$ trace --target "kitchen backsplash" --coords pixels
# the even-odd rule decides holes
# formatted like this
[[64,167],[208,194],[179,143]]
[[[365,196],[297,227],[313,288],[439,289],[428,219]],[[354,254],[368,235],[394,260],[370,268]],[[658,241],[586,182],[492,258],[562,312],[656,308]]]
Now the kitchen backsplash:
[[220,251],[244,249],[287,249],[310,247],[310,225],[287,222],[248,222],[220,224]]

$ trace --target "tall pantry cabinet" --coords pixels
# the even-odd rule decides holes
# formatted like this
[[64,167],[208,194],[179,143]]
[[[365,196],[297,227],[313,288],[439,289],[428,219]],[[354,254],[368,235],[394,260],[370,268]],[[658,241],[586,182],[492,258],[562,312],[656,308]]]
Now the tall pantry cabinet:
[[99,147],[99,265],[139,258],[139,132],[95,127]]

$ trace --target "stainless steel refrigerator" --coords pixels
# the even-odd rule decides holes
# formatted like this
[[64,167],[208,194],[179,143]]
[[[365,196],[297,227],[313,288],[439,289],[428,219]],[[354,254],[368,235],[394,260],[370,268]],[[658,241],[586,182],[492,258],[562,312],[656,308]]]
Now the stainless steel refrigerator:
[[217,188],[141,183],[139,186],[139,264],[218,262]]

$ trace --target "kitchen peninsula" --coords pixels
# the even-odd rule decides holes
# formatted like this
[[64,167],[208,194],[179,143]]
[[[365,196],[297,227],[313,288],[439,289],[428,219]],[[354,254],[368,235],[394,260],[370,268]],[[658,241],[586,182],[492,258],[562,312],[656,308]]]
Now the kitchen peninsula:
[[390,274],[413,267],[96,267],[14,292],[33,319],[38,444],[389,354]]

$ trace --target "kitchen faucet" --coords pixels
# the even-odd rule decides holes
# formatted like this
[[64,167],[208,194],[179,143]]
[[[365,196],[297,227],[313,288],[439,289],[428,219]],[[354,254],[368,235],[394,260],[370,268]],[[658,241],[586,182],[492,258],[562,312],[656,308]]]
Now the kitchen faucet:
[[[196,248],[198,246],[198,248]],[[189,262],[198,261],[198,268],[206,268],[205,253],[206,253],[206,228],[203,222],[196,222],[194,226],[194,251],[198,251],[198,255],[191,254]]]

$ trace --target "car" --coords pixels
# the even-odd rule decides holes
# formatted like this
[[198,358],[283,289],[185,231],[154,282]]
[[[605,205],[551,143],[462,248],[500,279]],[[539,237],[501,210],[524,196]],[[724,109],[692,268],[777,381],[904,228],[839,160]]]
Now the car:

WRITTEN EXERCISE
Could you copy out, character for character, everything from the start of the records above down to the line that contains "[[217,188],[141,183],[139,186],[139,264],[218,262]]", including both of those lines?

ANSWER TO THIS TASK
$ trace --target "kitchen backsplash" --coords pixels
# the even-odd rule decides holes
# formatted like this
[[64,167],[208,194],[179,143]]
[[[365,196],[297,227],[313,288],[439,289],[428,219]],[[354,254],[368,235],[394,260],[370,268]],[[658,241],[586,182],[492,258],[562,312],[656,308]]]
Now the kitchen backsplash:
[[220,251],[244,249],[287,249],[310,247],[310,225],[287,222],[248,222],[220,224]]

$ trace --target "tall pantry cabinet" --coords pixels
# the even-odd rule decides holes
# formatted like this
[[64,167],[208,194],[179,143]]
[[[365,196],[297,227],[313,288],[439,289],[428,219]],[[354,254],[368,235],[394,260],[370,268]],[[658,241],[586,182],[492,258],[562,312],[656,308]]]
Now the tall pantry cabinet:
[[99,147],[99,265],[139,258],[139,132],[95,127]]

$ trace --target "stainless steel refrigerator" --coords pixels
# the even-odd rule decides holes
# formatted like this
[[64,167],[208,194],[179,143]]
[[[365,196],[297,227],[313,288],[439,289],[428,219]],[[354,254],[368,235],[394,260],[370,268]],[[658,241],[586,182],[492,258],[562,312],[656,308]]]
Now the stainless steel refrigerator:
[[217,188],[141,183],[139,186],[139,264],[218,262]]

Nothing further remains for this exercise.